[Supplied records]
____________________

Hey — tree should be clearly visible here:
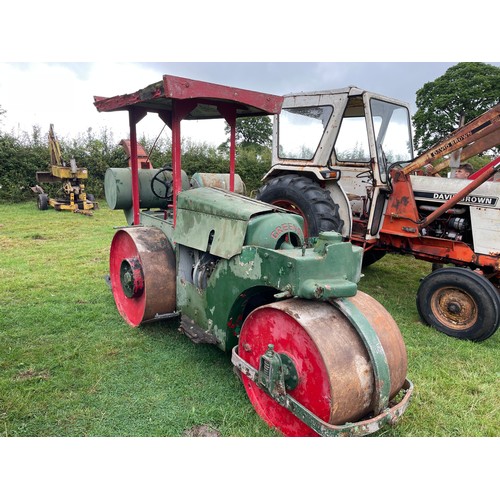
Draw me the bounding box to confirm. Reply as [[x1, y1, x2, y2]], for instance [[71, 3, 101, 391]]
[[413, 62, 500, 153], [223, 116, 273, 148]]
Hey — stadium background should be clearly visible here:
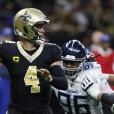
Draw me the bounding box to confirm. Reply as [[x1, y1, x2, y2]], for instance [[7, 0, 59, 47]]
[[0, 0, 114, 114]]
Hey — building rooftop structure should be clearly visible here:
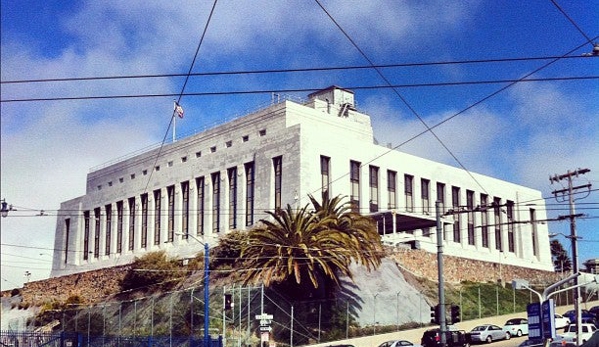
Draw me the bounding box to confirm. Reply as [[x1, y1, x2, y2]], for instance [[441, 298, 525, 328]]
[[52, 86, 553, 280]]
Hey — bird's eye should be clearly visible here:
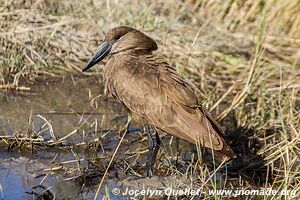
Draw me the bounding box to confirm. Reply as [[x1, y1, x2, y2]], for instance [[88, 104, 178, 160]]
[[115, 34, 121, 40]]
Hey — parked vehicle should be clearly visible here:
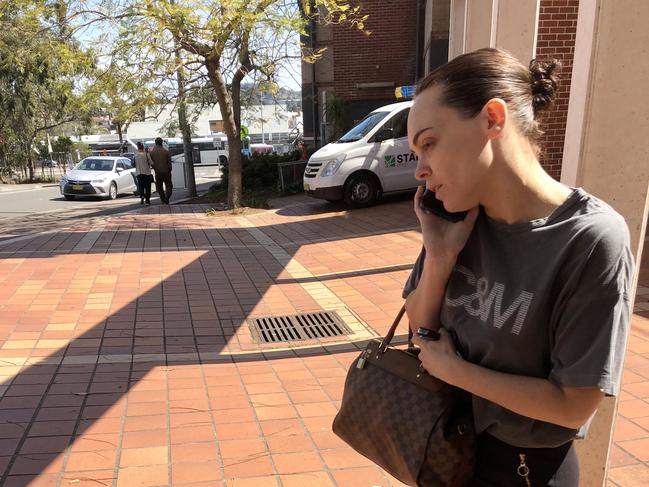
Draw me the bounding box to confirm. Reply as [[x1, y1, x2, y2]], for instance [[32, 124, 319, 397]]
[[60, 156, 137, 200], [304, 101, 418, 208], [120, 152, 135, 165], [36, 159, 59, 167]]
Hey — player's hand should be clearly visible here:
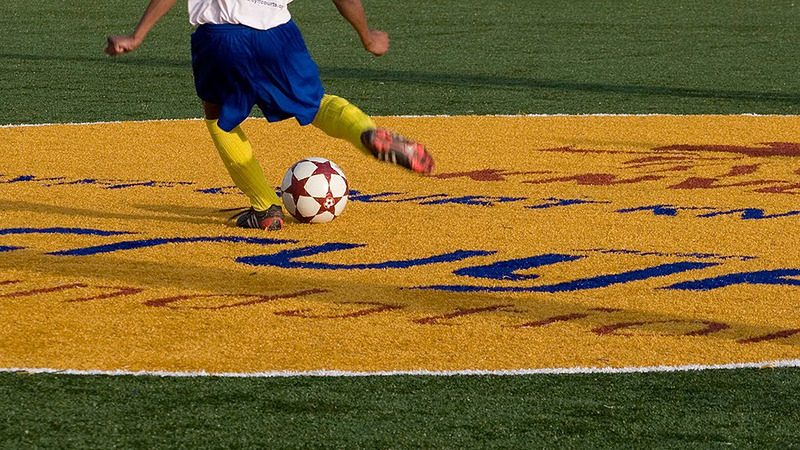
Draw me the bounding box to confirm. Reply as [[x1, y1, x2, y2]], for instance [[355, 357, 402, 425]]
[[363, 30, 389, 56], [105, 36, 142, 56]]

____________________

Please copy the data above word for word, leaving out the pictures.

[Response to the exercise]
Hey — tree should be clearly visible here:
Draw me the bounding box to confirm. Reply as [[x1, y1, x2, y2]], for instance [[71, 3, 101, 391]]
[[413, 62, 500, 153], [223, 116, 273, 148]]
Hey — stadium background should be clearly visible here:
Draw me the bounding box to confirm. Reply as [[x1, y1, x2, y2]], for instance [[7, 0, 59, 47]]
[[0, 0, 114, 114]]
Hey — building rooftop structure should be clearly visible here:
Draw me the bounding box to confirm. Reply as [[x1, y1, x2, y2]], for instance [[441, 298, 525, 328]]
[[52, 86, 553, 280]]
Hey — bird's eye should be clearly visible here:
Draw me the bounding box to confirm. Reply as [[x1, y1, x2, y2]], for instance [[88, 104, 178, 160]]
[[115, 34, 121, 40]]
Hey — parked vehicle should be clearly visible here:
Draw me the bounding box to confirm. Reply as [[x1, y1, x2, y2]], for instance [[32, 124, 319, 397]]
[[60, 156, 137, 200], [304, 101, 418, 208], [120, 152, 135, 165], [36, 159, 59, 167]]
Hey — player's hand should be clearly visible here:
Draw me the bounding box to confirm. Reply as [[x1, y1, x2, y2]], for instance [[355, 357, 402, 425]]
[[363, 30, 389, 56], [105, 36, 142, 56]]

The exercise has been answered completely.